The whole listing is to be transcribed exactly as it stands.

:: Exercise inputs ::

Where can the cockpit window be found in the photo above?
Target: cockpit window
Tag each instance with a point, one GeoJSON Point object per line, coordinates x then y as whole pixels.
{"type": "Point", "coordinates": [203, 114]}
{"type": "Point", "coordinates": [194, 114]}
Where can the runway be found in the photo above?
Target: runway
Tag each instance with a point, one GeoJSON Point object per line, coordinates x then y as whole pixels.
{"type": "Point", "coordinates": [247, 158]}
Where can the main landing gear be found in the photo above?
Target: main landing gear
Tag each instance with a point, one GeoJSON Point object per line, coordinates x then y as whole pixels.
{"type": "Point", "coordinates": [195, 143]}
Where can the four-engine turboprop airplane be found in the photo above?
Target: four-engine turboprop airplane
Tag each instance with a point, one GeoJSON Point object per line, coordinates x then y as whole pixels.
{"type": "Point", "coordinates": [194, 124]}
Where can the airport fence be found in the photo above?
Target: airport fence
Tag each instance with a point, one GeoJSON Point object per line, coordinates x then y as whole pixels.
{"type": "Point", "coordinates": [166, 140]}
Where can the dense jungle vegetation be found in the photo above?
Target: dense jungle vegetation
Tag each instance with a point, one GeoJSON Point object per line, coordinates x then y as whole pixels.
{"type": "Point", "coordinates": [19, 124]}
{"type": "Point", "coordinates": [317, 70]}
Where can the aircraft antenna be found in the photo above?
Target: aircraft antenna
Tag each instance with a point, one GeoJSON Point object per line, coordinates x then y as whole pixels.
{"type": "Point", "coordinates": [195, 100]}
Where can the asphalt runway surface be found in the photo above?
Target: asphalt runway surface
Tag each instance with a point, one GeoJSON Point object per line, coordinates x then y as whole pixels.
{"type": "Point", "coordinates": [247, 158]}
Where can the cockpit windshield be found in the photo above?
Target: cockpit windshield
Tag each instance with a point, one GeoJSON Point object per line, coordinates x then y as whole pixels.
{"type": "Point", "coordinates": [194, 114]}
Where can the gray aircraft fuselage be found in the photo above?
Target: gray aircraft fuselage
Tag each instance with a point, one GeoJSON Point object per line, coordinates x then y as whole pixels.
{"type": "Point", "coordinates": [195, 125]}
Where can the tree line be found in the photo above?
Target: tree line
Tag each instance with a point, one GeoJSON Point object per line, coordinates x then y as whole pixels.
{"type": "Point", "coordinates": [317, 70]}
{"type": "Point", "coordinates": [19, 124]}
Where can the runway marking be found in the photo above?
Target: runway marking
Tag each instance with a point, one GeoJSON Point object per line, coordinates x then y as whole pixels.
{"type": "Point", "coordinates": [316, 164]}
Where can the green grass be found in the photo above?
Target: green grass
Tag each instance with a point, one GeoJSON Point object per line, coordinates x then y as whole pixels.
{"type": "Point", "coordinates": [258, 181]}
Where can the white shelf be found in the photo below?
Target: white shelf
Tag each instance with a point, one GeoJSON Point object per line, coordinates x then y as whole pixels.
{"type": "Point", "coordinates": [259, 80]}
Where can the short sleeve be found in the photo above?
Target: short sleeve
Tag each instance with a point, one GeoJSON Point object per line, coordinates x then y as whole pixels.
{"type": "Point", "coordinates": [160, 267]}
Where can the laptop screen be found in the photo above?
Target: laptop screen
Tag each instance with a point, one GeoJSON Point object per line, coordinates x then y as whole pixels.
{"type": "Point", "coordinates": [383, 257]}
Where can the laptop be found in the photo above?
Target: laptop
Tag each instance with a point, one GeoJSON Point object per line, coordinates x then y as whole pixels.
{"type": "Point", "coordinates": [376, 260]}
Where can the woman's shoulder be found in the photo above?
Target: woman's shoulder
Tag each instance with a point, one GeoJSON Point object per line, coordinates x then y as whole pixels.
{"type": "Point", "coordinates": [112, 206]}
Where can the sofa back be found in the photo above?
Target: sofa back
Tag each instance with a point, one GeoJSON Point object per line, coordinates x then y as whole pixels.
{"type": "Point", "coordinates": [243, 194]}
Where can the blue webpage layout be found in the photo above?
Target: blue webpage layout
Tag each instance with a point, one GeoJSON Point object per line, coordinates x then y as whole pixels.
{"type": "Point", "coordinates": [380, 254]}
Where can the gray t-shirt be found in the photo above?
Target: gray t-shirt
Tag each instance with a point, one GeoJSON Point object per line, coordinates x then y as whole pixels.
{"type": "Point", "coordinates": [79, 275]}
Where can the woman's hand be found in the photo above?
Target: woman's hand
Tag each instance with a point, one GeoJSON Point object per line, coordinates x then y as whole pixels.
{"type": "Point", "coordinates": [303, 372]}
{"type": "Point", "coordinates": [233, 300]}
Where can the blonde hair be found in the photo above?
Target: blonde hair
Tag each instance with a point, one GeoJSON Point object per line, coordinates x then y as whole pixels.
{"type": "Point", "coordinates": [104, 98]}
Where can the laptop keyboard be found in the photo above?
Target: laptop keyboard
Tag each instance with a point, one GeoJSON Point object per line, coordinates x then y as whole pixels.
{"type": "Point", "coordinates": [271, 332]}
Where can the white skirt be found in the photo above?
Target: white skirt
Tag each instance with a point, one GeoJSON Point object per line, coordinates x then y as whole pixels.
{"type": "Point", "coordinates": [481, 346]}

:::

### Response to this exercise
Where can the cockpit window be found in the photo above?
Target: cockpit window
Tag each instance with a point, one GeoJSON Point object per line, coordinates x then y as whole pixels.
{"type": "Point", "coordinates": [203, 114]}
{"type": "Point", "coordinates": [194, 114]}
Where can the runway be found in the photo above?
Target: runway
Tag each instance with a point, one GeoJSON Point object per line, coordinates x then y as whole pixels.
{"type": "Point", "coordinates": [247, 158]}
Where can the main landing gear be found in the photo above?
Target: main landing gear
Tag each instance with a point, one GeoJSON Point object per line, coordinates x then y as whole pixels.
{"type": "Point", "coordinates": [195, 143]}
Where can the four-engine turboprop airplane be found in the photo above?
Target: four-engine turboprop airplane
Tag each instance with a point, one GeoJSON Point object per line, coordinates x then y as whole pixels.
{"type": "Point", "coordinates": [194, 124]}
Where can the airport fence be found in the photo above?
Target: airport fence
Tag each instance with a point, one GeoJSON Point object per line, coordinates x then y as whole pixels.
{"type": "Point", "coordinates": [166, 140]}
Where can the dense jungle vegetation be found in the photo above?
Target: dense jungle vegetation
Tag each instance with a point, one GeoJSON Point object per line, coordinates x then y as whole pixels.
{"type": "Point", "coordinates": [19, 124]}
{"type": "Point", "coordinates": [317, 70]}
Where can the aircraft antenna be found in the photo above?
Target: aircraft antenna
Tag each instance with a point, one GeoJSON Point object per line, coordinates x then y as whole pixels.
{"type": "Point", "coordinates": [195, 100]}
Where can the asphalt runway surface be found in the photo above?
Target: asphalt runway surface
Tag each instance with a point, one GeoJSON Point object per line, coordinates x then y as whole pixels.
{"type": "Point", "coordinates": [247, 158]}
Where can the cockpit windshield be found in the photo above?
Target: cockpit windshield
Tag each instance with a point, one GeoJSON Point object per line, coordinates x then y as whole pixels.
{"type": "Point", "coordinates": [194, 114]}
Where can the gray aircraft fuselage be found in the photo above?
Target: gray aircraft fuselage
Tag each instance with a point, one GeoJSON Point object per line, coordinates x then y as whole pixels.
{"type": "Point", "coordinates": [195, 125]}
Where can the tree line be found in the photo above?
Target: tree line
Tag each instance with a point, one GeoJSON Point object per line, coordinates x then y as whole pixels.
{"type": "Point", "coordinates": [317, 70]}
{"type": "Point", "coordinates": [19, 124]}
Where can the runway marking be found in the photo above?
Target: runway marking
Tag each instance with a point, one GeoJSON Point object per line, coordinates x then y as whole pixels.
{"type": "Point", "coordinates": [316, 164]}
Where can the green grass be found in the photo above?
Target: green grass
Tag each instance with a point, one GeoJSON Point object per line, coordinates x then y as whole pixels.
{"type": "Point", "coordinates": [258, 181]}
Where can the white shelf be found in the photo below?
Target: white shelf
Tag each instance with a point, one GeoJSON Point object per line, coordinates x then y as whole pixels.
{"type": "Point", "coordinates": [259, 80]}
Where can the short sleeve be found in the photo above?
Target: short sleeve
Tag each instance with a point, one GeoJSON Point object per line, coordinates x then y as whole pixels.
{"type": "Point", "coordinates": [160, 267]}
Where can the laptop screen be found in the photo above?
Target: laptop screen
Tag each instance with a point, one GeoJSON Point object per line, coordinates x then y as whole pixels.
{"type": "Point", "coordinates": [383, 257]}
Where can the laptop be found in the photo above?
Target: laptop
Tag each instance with a point, one GeoJSON Point object per line, coordinates x then y as whole pixels.
{"type": "Point", "coordinates": [376, 260]}
Where can the woman's shoulder be found in the photo above?
Target: woman's shoulder
Tag each instance with a point, one GeoJSON Point object per line, coordinates x then y as whole pixels.
{"type": "Point", "coordinates": [112, 206]}
Where can the sofa back be found in the photo above?
Target: sofa back
Tag each instance with a point, one GeoJSON Point object per line, coordinates x then y as whole pixels.
{"type": "Point", "coordinates": [243, 194]}
Where can the blue webpage layout be found in the photo above?
Target: blue webpage layout
Tag each instance with a point, one GeoJSON Point object per line, coordinates x then y as whole pixels.
{"type": "Point", "coordinates": [380, 254]}
Where can the gray t-shirt be found in the photo above?
Target: gray t-shirt
Tag each instance with a point, one GeoJSON Point object per line, coordinates x then y as whole pixels.
{"type": "Point", "coordinates": [79, 275]}
Where can the woman's hand be found in the photo above?
Target: woman's hand
Tag each instance with a point, one GeoJSON Point object per line, coordinates x then y as whole pixels.
{"type": "Point", "coordinates": [303, 372]}
{"type": "Point", "coordinates": [233, 300]}
Where can the blonde hair be found in the photo above?
Target: blonde hair
Tag each instance with a point, one GeoJSON Point object per line, coordinates x then y as whole pixels.
{"type": "Point", "coordinates": [104, 98]}
Where can the laptop keyboard be found in the photo above?
Target: laptop keyboard
Tag each instance with a point, one GeoJSON Point object per line, coordinates x then y as whole pixels.
{"type": "Point", "coordinates": [271, 332]}
Where can the white skirt be found in the photo above?
Target: white skirt
Tag each instance with a point, one GeoJSON Point object per line, coordinates x then y as whole pixels.
{"type": "Point", "coordinates": [481, 346]}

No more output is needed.